= Consigne donnée 1 =
Montrez, en les recopiant, toutes les lignes du listing ci-dessous où figure le mot « cloudy ». La casse doit être respectée.
- - - -
Poursuivant son propos, le rapporteur pour avis a estimé que le dispositif « Robien » fonctionnait bien : 60 000 logements en ont bénéficié en 2004 et le nombre sera sans doute équivalent en 2005. Toutefois, l'augmentation du coût du dispositif, passé de 80 millions d'euros en 2004 à 190 millions en 2005 et à 300 millions en 2006, ayant suscité certaines critiques et amené le ministre à annoncer un recentrage sur les marchés tendus, ainsi qu'un nouveau dispositif fiscal destiné à encourager l'investissement locatif privé à destination des locataires à revenus modestes ou intermédiaires, il a demandé des informations sur ces nouvelles mesures et émis la crainte que la superposition des dispositifs ne nuise à leur lisibilité. Il s'est inquiété, par ailleurs, de la pérennité du dispositif « Malraux », compte tenu du plafonnement annoncé des « niches » fiscales.

Approuvé par Mme Janine Jambu, le rapporteur pour avis a également demandé au ministre si les objectifs visés par l'article 55 de la loi SRU ont été atteints et quel dosage d'incitation, de contractualisation et de contrainte il compte appliquer aux communes qui ne respectent pas leurs obligations.

S'agissant enfin des ventes de terrains par l'Etat, il s'est prononcé en faveur d'un effort supplémentaire : pourquoi prévoir seulement une décote de 25 % et non une obligation de construction d'un pourcentage de logements sociaux ? L'Etat doit, a-t-il estimé, montrer l'exemple.

En conclusion, le rapporteur pour avis a annoncé qu'il inviterait la Commission à émettre un avis favorable à l'adoption des crédits.

S'exprimant au nom du groupe socialiste, M. Jean-Yves Le Bouillonnec a souligné que le prix de l'immobilier avait augmenté cette année de 10 %, celui du foncier de 12 %, celui de la construction de 5 % et les loyers de 2 % à 12 % selon les régions, mais qu'en dépit de cette réalité économique, et malgré la volonté affichée par le Gouvernement de remédier à la crise du logement, les dépenses budgétaires de l'Etat pour le logement baissaient, hors dépenses fiscales, de 3,2 % en crédits de paiement et de 2,14 % en autorisations d'engagement. Certes, il faut y ajouter les 300 millions d'euros d'avantages fiscaux liés au dispositif « Robien » et les 515 millions d'euros consacrés cette année au nouveau PTZ, mais cela revient à faire peser la charge sur les exercices futurs.

S'agissant de la rénovation urbaine, l'orateur s'est étonné d'avoir entendu le ministre dire que l'enveloppe avait été sous-estimée : aucun groupe politique, pourtant, n'avait estimé les besoins à moins de 30 milliards d'euros, et le groupe socialiste les avait même chiffrés à 50 milliards d'euros, dont seulement 6 milliards financés. Le Gouvernement a eu beau promettre que ce budget serait sanctuarisé, il intègre en fait dans les crédits présentés les 150 millions d'euros dérivés du FRU, géré par la Caisse des dépôts et consignations, pour paraître tenir son engagement : financer chaque année la rénovation urbaine à hauteur de 465 millions. Or, déjà l'ANRU explique avoir besoin de 3 milliards d'euros, et invite les collectivités locales à verser leur écot, tandis que l'Etat fait appel à la Caisse des dépôts et consignations pour respecter l'engagement qu'il a pris.
- - - -
= Consigne donnée 2 =
Prolongez le compte rendu ci-dessus sur les crédits du logement, à la suite de sa dernière phrase.
- - - -
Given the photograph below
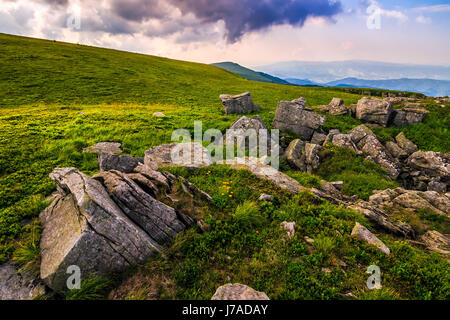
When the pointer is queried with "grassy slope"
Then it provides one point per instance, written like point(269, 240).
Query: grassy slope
point(57, 98)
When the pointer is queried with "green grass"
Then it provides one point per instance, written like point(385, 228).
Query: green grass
point(58, 98)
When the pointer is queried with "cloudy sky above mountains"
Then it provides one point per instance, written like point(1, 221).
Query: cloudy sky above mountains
point(251, 32)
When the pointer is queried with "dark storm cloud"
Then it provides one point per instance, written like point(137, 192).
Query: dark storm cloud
point(240, 16)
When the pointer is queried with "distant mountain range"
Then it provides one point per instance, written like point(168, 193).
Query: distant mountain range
point(429, 80)
point(248, 73)
point(324, 72)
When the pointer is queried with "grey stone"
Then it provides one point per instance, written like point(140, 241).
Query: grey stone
point(374, 111)
point(293, 117)
point(125, 164)
point(241, 103)
point(238, 292)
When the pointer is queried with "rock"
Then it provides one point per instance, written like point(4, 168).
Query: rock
point(408, 115)
point(309, 240)
point(85, 227)
point(437, 186)
point(345, 140)
point(374, 111)
point(266, 172)
point(294, 117)
point(289, 227)
point(337, 107)
point(396, 151)
point(241, 103)
point(177, 154)
point(433, 164)
point(121, 163)
point(437, 242)
point(238, 292)
point(338, 185)
point(312, 158)
point(405, 144)
point(161, 222)
point(412, 199)
point(318, 138)
point(18, 286)
point(266, 197)
point(105, 147)
point(295, 154)
point(376, 215)
point(331, 134)
point(368, 143)
point(245, 124)
point(362, 233)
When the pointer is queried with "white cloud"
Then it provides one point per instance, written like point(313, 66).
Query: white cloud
point(423, 20)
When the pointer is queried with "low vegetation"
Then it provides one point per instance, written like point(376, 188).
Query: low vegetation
point(57, 99)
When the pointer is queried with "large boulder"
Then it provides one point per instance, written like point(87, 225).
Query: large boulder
point(337, 107)
point(238, 291)
point(105, 225)
point(177, 154)
point(241, 103)
point(245, 123)
point(412, 199)
point(374, 110)
point(292, 116)
point(411, 114)
point(295, 154)
point(433, 164)
point(125, 164)
point(368, 143)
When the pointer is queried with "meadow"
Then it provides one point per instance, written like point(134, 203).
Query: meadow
point(58, 98)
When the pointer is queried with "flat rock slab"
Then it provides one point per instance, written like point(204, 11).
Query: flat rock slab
point(238, 291)
point(105, 147)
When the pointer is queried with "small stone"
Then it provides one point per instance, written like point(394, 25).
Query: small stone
point(289, 227)
point(362, 233)
point(266, 197)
- - - -
= Réponse rédigée 1 =
When the pointer is queried with "cloudy sky above mountains"
Query: cloudy sky above mountains

= Réponse rédigée 2 =
L'orateur a observé en outre que les crédits destinés à l'accompagnement social dans les quartiers sont réduits de 7,8 %, ce qui signifie l'arrêt forcé des programmes négociés avec les associations dans le cadre des contrats de ville.

S'agissant des aides à la personne, il a souligné que la revalorisation intervenue au 1er septembre 2005 est la première depuis le changement de majorité. En revanche, en relevant de 15 à 24 euros le seuil de versement de l'APL en avril 2004, et en décidant que les pensions de réversion seraient désormais incluses dans l'assiette considérée, le prédécesseur du ministre a exclu 250 000 personnes du dispositif, ce dont s'est d'ailleurs offusqué le Médiateur de la République, M. Jean-Paul Delevoye, oubliant qu'il appartenait au Gouvernement qui a décidé cette mesure. Non seulement l'injustice n'est pas corrigée, mais le Gouvernement prévoit de relever de 3 euros la participation des allocataires. Avec un budget d'APL diminué de 1,38 %, il sera plus que difficile de tenir compte de l'évolution des situations, alors que les charges s'accumulent : en particulier, l'augmentation du prix du gaz atteindra de plein fouet les locataires des offices de HLM.

Evoquant enfin le développement de l'offre locative, M. Jean-Yves Le Bouillonnec a considéré que le problème essentiel était celui des engagements financiers, car si le dispositif fonctionne bien pour les PLS, il en va tout autrement pour les prêts locatifs aidés d'intégration (PLAI), et estimé qu'il faudrait se résoudre à évaluer un jour l'efficacité des exonérations fiscales au regard de l'objectif visé.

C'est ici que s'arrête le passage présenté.